→ TESTO DELLA PAGINA:
UNA DELICATA QUESTIONE

 

IMMIGRATI:_LAVORATORI E CITTADINI

 

IL XII Dossier statistico Immigrazione 2002 della Caritas Italiana ci aiuta a conoscere meglio un fenomeno ormai strutturale nella nostra società e a comprendere che l’immigrato non è solo un lavoratore ma anche un cittadino.

 

Di recente è stato presentato il XII Dossier statistico Immigrazione 2002, curato dalla Caritas Italiana, dalla Fondazione Migrantes e dalla Caritas di Roma: un appuntamento ormai “ordinario” per una conoscenza del fenomeno migratorio in termini non solo statistici ma anche umani ed etici.

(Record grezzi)
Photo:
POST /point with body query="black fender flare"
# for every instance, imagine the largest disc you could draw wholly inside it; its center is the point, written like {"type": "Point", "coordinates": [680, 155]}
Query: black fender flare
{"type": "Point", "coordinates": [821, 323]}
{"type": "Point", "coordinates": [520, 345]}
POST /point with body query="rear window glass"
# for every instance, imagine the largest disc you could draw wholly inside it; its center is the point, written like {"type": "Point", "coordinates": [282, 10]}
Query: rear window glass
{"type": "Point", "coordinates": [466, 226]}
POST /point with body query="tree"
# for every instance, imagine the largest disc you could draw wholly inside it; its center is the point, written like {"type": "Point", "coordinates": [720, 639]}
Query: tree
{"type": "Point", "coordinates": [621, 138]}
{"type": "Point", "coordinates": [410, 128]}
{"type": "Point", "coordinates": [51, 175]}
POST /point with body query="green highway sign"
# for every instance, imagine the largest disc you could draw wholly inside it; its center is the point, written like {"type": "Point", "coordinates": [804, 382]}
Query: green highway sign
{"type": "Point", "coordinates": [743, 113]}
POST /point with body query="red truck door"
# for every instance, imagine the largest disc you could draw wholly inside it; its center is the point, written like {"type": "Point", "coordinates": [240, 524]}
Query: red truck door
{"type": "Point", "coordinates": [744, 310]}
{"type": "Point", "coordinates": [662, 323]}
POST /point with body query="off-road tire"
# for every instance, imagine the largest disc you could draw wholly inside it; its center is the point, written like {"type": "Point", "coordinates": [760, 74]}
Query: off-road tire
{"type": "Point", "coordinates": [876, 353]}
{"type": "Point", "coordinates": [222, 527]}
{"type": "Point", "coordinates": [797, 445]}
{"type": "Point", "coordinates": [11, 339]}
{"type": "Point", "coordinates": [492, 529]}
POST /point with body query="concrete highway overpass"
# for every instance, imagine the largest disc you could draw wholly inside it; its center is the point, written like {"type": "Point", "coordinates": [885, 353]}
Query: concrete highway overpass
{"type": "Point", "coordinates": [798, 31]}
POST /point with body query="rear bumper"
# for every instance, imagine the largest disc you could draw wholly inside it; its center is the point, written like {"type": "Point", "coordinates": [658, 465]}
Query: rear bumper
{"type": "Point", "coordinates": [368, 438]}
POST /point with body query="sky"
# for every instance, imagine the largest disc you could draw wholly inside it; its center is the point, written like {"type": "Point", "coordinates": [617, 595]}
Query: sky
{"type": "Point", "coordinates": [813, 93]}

→ COMPITO A: Ripeti parola per parola il passo del testo della pagina che inizia con le parole "UNA DELICATA QUESTIONE" e si ferma dopo le parole "umani ed etici.".
→ COMPITO B: Elenca, per favore, tutti i soggetti che secondo il testo della pagina hanno curato il XII Dossier statistico Immigrazione 2002.
→ COMPITO C: Nel testo della pagina, l'immigrato non è solo un lavoratore ma anche che cosa?

→ RISPOSTA COMPLETA A:
UNA DELICATA QUESTIONE

 

IMMIGRATI:_LAVORATORI E CITTADINI

 

IL XII Dossier statistico Immigrazione 2002 della Caritas Italiana ci aiuta a conoscere meglio un fenomeno ormai strutturale nella nostra società e a comprendere che l’immigrato non è solo un lavoratore ma anche un cittadino.

 

Di recente è stato presentato il XII Dossier statistico Immigrazione 2002, curato dalla Caritas Italiana, dalla Fondazione Migrantes e dalla Caritas di Roma: un appuntamento ormai “ordinario” per una conoscenza del fenomeno migratorio in termini non solo statistici ma anche umani ed etici.

→ RISPOSTA COMPLETA B:
Caritas Italiana
Fondazione Migrantes
Caritas di Roma

→ RISPOSTA COMPLETA C: Un cittadino.